▶ **元の文書**:

実は僕も口座がありました銀行の破たんを今から10年ちょっと前に経験したことがあります。2010年に日本振興銀行が破たんしたのです。
この銀行は当時どこよりも高い金利の定期預金を提供していました。僕は、既に満期を迎えて預金はありませんでしたが金利が高く人気があり、確か当時の定期預金の金利が1.5%前後だったのを記憶しています。
万一銀行が破たんしても、1000万円までは国で保護される。それを超える預金は保護されない可能性がどこの銀行でもあるのをご存じですか。この制度は国の制度であり、ペイオフと呼ばれています。
銀行に預金をされている方は多いと思いますが、1000万円を超える方も結構いらっしゃいます。
現金主義の方でしたら、資産運用もしないで手堅く定期預金に預けている方だとか、会社の退縮金をそのまま預金で動かしていない方もいらっしゃるでしょう。
あるいは事業をされており、事業資金を個人の口座に相当預けている方、マンションの管理組合で修繕積立金を預けているケースなどと、1千万円超えのケースはいろいろと考えられると思います。
もし、その預けていた金融機関が破たんしてしまう、破たんの影響を避けたいのでしたら、銀行1行当たり1000万円までの預金までに留めておく事が安心な方法なのです。
なぜならこのペイオフは1金融機関あたり1000万円での話だからです。金融機関数で決めるとは何だかおかしい話なのですが、法律自体の建てつけがそうなっているのです。
金融機関が破綻(はたん)した場合、あるいは破綻の兆候がある場合などに、預金の取付けなどの金融危機が発生しているでしょう。
預金者は銀行に殺到、ATMはすっからかんに・・これらを未然に防ぎ、預金者を保護することを目的にした総合的な法律として『預金保険法』があるのです。
この法律の中でも2002年3月までは、政府の特別措置で預金の全額が保護されていたそうです。したがってペイオフが実施されたことはありませんでした。
そして2002年4月1日からは、普通預金や当座預金などの決済性預金の元本と利息については、全額保護されるもののその他の預金等は保護されない建てつけとなったのでした。
実はこの法律成立の背景には、バブル崩壊による相次ぐ金融機関の破たんがあったのです。
そして2005年4月1日以降は現在の形となり、ペイオフ全面解禁と言われる時代が到来しました。これ以降は、この制度により保護される範囲は、今の1金融機関1000万円とその利息までのルールとなったのです。

▶ **課題 1**:
ペイオフについての文書から、「もし、その預けていた金融機関」で始まり「い建てつけとなったのでした。」までの部分を、一字も変えずにもう一度書いてください。
文書と記録は、それぞれ別の出典から取ったものです。

▶ **使用データ**:
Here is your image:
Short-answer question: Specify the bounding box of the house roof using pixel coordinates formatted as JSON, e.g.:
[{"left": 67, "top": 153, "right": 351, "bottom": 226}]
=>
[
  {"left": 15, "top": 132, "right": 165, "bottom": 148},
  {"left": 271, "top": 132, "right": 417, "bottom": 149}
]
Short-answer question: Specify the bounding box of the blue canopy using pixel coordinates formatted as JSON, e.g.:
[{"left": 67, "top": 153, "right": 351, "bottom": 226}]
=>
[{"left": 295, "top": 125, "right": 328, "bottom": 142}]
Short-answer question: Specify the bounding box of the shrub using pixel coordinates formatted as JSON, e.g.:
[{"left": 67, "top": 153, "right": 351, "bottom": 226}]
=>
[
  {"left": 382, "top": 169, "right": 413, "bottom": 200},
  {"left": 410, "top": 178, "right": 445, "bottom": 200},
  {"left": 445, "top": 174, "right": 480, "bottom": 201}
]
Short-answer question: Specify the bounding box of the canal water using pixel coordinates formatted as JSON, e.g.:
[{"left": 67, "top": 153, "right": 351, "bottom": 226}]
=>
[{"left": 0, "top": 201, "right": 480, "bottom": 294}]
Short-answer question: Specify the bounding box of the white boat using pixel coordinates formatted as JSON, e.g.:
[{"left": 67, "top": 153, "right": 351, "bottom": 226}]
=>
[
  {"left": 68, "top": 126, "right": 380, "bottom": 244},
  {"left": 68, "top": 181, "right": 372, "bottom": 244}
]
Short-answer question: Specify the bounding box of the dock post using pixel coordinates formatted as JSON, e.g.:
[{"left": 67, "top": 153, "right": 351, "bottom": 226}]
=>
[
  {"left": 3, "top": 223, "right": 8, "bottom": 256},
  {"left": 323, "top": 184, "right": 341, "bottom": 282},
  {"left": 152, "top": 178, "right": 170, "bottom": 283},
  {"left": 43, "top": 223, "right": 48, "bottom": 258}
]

▶ **課題 2**:
記録のうち、「Short-answer question: Specify the bounding box of the dock」を含む行から記録の最後の行までを、そのまま書き写してください。

▶ **解答全文 1**:
もし、その預けていた金融機関が破たんしてしまう、破たんの影響を避けたいのでしたら、銀行1行当たり1000万円までの預金までに留めておく事が安心な方法なのです。
なぜならこのペイオフは1金融機関あたり1000万円での話だからです。金融機関数で決めるとは何だかおかしい話なのですが、法律自体の建てつけがそうなっているのです。
金融機関が破綻(はたん)した場合、あるいは破綻の兆候がある場合などに、預金の取付けなどの金融危機が発生しているでしょう。
預金者は銀行に殺到、ATMはすっからかんに・・これらを未然に防ぎ、預金者を保護することを目的にした総合的な法律として『預金保険法』があるのです。
この法律の中でも2002年3月までは、政府の特別措置で預金の全額が保護されていたそうです。したがってペイオフが実施されたことはありませんでした。
そして2002年4月1日からは、普通預金や当座預金などの決済性預金の元本と利息については、全額保護されるもののその他の預金等は保護されない建てつけとなったのでした。

▶ **解答全文 2**:
Short-answer question: Specify the bounding box of the dock post using pixel coordinates formatted as JSON, e.g.:
[{"left": 67, "top": 153, "right": 351, "bottom": 226}]
=>
[
  {"left": 3, "top": 223, "right": 8, "bottom": 256},
  {"left": 323, "top": 184, "right": 341, "bottom": 282},
  {"left": 152, "top": 178, "right": 170, "bottom": 283},
  {"left": 43, "top": 223, "right": 48, "bottom": 258}
]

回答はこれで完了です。